• **TASK GOAL**: Within these entries, which lines include the string "gravel"? Copy each one.

Collected data
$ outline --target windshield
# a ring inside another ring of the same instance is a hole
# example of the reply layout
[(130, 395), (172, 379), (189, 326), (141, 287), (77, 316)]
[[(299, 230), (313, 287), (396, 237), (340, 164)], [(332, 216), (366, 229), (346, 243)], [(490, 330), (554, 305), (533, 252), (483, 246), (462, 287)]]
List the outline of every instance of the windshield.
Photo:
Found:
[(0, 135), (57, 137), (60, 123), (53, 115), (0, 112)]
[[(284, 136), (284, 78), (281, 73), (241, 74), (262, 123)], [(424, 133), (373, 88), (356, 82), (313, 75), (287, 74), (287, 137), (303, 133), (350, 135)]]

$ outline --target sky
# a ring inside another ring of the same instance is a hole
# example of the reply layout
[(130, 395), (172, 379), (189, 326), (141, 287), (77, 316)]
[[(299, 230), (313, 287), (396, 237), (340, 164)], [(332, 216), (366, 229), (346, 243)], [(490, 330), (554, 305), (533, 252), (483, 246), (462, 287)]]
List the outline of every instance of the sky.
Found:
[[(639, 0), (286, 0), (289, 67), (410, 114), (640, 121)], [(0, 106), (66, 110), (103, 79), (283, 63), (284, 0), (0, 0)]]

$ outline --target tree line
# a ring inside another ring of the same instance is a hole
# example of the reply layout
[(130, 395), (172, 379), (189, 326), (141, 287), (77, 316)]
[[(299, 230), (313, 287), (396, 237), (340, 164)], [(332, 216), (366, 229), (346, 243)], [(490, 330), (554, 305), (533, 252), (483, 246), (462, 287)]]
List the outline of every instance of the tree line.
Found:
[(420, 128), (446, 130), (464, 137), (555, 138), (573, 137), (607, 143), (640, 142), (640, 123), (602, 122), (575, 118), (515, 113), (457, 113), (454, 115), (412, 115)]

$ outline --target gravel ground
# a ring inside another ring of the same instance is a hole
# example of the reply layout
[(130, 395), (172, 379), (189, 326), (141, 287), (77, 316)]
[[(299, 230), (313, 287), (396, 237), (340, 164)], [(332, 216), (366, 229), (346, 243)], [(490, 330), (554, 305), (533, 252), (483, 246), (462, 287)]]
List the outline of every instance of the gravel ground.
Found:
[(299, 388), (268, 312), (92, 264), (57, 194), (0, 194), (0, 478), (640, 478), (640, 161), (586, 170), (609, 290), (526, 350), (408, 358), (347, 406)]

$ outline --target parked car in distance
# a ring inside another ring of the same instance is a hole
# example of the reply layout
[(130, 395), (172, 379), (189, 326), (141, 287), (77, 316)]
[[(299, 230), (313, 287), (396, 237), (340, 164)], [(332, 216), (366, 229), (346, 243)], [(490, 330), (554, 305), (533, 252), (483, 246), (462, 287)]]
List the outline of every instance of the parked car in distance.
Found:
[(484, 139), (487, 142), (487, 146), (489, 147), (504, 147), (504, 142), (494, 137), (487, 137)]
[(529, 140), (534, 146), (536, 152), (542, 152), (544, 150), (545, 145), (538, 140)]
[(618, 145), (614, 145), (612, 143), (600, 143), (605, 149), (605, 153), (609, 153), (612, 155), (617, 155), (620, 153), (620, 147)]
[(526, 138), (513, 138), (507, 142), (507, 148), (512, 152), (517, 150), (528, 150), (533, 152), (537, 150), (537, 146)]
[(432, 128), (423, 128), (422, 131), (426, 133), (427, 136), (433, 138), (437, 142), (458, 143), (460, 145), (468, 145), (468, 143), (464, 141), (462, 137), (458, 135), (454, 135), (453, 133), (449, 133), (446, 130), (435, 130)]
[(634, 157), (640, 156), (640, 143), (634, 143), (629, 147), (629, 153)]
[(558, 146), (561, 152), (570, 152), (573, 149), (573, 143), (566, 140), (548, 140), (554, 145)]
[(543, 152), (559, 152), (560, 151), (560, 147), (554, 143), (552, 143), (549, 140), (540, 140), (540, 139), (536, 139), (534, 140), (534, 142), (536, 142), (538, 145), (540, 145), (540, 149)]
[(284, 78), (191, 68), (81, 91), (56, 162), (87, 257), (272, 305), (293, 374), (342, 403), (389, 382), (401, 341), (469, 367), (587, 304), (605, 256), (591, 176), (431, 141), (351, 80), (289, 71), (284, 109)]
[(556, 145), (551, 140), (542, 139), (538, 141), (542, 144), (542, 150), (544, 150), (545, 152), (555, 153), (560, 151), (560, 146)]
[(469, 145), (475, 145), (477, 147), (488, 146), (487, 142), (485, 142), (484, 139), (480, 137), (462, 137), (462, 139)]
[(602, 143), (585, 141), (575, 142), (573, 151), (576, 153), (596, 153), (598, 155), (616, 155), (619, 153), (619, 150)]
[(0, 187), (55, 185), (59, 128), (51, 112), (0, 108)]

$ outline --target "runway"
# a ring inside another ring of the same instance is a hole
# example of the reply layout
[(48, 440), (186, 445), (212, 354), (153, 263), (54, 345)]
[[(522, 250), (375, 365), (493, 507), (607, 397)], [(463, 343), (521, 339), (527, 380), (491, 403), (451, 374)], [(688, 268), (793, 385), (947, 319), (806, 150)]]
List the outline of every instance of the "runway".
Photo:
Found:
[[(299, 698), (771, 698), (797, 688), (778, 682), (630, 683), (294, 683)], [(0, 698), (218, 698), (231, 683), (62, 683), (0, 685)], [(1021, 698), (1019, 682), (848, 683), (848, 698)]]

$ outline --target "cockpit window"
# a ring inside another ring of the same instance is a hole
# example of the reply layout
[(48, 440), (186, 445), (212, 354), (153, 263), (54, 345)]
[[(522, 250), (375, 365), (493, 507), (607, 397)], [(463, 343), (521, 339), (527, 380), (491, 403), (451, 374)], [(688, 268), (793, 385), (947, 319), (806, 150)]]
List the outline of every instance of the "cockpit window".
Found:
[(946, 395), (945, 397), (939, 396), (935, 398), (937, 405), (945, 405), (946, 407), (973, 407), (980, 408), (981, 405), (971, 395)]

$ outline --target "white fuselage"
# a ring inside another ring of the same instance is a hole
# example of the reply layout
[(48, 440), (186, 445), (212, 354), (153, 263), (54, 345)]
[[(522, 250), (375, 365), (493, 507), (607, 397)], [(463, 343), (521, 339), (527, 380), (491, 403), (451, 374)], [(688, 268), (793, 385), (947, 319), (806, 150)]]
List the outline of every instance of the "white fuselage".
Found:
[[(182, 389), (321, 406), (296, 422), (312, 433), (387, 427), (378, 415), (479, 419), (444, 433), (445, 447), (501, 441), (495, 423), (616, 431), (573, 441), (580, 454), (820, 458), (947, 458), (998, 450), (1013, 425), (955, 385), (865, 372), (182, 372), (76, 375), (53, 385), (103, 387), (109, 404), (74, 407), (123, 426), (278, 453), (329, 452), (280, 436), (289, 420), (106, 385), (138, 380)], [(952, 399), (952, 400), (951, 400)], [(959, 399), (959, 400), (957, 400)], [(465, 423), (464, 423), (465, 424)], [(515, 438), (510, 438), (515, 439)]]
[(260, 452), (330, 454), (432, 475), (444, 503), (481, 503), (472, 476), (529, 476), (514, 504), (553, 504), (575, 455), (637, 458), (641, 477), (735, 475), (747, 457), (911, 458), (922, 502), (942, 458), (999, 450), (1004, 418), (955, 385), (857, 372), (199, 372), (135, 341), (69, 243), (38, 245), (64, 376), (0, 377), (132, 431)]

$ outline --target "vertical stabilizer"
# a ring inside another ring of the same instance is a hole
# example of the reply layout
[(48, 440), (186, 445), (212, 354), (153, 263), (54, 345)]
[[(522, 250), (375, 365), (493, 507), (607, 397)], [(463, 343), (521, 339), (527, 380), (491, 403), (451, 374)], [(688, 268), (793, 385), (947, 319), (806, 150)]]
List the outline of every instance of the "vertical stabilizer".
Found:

...

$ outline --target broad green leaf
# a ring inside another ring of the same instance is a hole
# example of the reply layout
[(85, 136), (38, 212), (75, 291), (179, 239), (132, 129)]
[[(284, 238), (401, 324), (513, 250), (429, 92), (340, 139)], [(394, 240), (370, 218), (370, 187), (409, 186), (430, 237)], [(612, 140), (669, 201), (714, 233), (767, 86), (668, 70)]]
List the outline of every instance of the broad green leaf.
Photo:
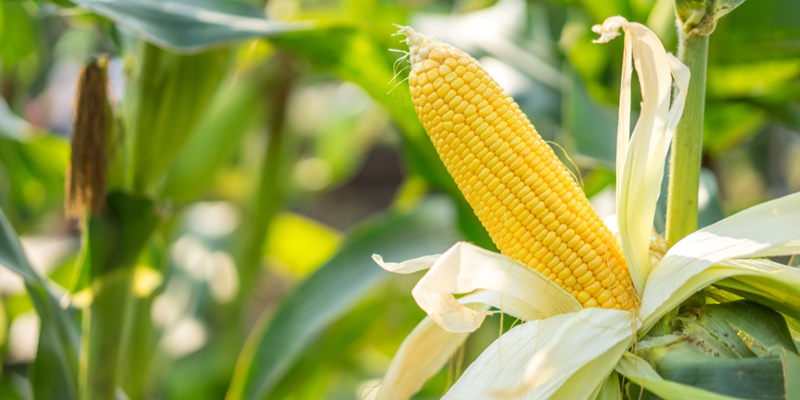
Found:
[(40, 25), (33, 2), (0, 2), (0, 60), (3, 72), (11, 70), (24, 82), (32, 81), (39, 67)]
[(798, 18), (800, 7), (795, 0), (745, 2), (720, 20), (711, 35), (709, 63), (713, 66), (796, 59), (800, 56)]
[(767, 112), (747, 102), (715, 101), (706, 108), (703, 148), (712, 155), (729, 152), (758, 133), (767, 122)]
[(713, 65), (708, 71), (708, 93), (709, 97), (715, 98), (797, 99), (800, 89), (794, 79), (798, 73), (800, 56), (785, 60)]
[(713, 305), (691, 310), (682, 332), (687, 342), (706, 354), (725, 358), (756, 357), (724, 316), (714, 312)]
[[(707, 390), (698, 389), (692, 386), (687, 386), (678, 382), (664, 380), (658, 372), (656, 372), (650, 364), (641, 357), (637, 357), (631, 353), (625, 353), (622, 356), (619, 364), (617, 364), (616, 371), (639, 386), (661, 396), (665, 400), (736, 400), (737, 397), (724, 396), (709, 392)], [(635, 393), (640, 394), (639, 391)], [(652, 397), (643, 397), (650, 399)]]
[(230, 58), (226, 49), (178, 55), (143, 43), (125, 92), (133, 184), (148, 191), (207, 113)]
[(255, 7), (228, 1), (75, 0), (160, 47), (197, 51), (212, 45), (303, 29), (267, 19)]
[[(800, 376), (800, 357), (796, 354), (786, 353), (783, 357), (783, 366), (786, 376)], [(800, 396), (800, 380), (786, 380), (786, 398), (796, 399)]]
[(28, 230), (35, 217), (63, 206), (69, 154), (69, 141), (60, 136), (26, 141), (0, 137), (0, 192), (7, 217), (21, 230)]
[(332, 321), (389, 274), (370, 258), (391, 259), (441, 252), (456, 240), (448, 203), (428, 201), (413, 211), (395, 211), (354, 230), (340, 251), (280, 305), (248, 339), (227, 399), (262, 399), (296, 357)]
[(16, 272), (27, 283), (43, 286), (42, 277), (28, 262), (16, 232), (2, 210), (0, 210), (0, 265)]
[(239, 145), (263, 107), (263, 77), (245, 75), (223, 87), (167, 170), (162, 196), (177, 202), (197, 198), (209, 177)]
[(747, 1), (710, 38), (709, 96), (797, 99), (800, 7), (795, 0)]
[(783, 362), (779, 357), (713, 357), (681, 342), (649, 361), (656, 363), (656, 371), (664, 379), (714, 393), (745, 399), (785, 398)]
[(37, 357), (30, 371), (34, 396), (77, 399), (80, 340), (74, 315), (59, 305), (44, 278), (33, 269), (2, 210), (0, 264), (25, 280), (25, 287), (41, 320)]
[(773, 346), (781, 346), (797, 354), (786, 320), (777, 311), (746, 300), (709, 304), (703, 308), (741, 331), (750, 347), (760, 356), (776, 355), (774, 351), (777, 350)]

==

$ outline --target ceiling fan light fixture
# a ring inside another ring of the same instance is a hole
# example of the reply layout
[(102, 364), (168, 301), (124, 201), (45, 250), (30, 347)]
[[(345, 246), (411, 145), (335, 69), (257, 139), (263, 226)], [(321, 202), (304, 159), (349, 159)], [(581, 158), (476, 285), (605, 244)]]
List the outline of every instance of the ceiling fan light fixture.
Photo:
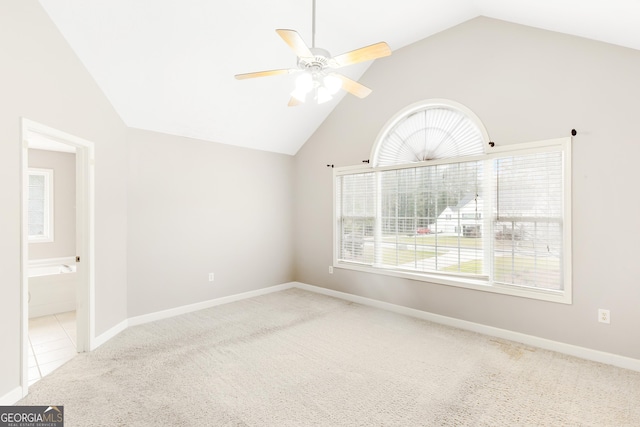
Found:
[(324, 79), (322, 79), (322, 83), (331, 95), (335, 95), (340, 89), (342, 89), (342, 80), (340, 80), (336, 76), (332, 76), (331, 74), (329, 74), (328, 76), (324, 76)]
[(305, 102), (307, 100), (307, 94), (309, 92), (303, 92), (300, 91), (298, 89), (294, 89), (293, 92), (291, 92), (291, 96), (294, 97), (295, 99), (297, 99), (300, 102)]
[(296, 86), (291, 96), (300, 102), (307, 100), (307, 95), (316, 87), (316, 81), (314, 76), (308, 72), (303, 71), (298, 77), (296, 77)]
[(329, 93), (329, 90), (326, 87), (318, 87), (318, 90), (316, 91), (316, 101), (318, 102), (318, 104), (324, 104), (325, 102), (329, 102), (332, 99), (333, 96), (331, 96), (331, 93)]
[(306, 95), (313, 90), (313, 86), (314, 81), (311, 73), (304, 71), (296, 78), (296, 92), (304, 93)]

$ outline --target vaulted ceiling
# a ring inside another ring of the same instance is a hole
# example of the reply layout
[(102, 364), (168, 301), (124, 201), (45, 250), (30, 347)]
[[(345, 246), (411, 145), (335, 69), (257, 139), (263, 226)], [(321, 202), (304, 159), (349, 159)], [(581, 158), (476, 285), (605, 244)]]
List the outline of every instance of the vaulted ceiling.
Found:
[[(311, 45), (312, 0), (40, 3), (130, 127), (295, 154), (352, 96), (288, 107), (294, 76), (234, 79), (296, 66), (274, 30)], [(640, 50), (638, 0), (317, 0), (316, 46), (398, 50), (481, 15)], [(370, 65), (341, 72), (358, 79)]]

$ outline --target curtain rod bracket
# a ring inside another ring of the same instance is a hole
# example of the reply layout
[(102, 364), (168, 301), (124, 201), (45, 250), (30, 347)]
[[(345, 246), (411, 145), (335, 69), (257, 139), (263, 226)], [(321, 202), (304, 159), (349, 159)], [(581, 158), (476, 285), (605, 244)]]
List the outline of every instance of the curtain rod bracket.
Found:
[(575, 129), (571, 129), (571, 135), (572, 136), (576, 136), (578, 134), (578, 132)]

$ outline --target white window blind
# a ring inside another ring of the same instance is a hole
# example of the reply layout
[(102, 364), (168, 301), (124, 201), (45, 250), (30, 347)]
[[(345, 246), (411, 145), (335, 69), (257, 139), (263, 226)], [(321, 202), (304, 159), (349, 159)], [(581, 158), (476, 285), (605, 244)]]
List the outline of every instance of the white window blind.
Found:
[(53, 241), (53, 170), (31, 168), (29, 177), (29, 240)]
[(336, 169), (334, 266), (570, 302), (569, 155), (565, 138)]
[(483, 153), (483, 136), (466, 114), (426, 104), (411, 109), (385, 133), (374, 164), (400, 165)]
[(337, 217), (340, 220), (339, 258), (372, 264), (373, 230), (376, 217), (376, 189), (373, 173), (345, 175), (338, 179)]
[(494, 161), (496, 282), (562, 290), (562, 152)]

• **EXERCISE RESPONSE**:
$ outline --target gravel ground
List the outline of every instance of the gravel ground.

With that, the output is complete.